(Stated exercise) Copy the entries below character for character, starting at the first line and ending after the line that contains "(1056, 733)".
━━━━━━━━━━━━━━━━
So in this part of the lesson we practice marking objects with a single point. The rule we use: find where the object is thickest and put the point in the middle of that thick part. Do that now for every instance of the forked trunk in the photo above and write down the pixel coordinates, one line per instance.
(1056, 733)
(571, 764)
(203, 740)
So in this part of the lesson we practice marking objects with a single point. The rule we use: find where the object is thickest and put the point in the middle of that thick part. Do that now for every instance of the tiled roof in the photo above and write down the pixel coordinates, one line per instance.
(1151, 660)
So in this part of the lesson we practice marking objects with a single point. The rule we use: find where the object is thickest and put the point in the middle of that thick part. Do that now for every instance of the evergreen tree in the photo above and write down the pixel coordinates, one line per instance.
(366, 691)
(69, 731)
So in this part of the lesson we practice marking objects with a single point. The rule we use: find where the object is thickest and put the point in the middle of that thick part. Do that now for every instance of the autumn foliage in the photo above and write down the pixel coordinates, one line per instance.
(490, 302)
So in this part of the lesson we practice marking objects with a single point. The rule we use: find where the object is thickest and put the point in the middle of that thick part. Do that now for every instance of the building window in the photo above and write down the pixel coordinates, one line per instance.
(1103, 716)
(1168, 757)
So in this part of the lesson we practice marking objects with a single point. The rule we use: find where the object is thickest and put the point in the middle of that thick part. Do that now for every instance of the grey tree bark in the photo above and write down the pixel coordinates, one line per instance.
━━━━━━━━━━━━━━━━
(Written solution)
So in this part of the lesson we practice marking objects with a single point. The rule we use: find where the object is thickest and put the point in the middle of that thick part. Do that now for every instance of the forked trunk in the photo above and write down the pixel coordinates, one line per instance.
(1056, 733)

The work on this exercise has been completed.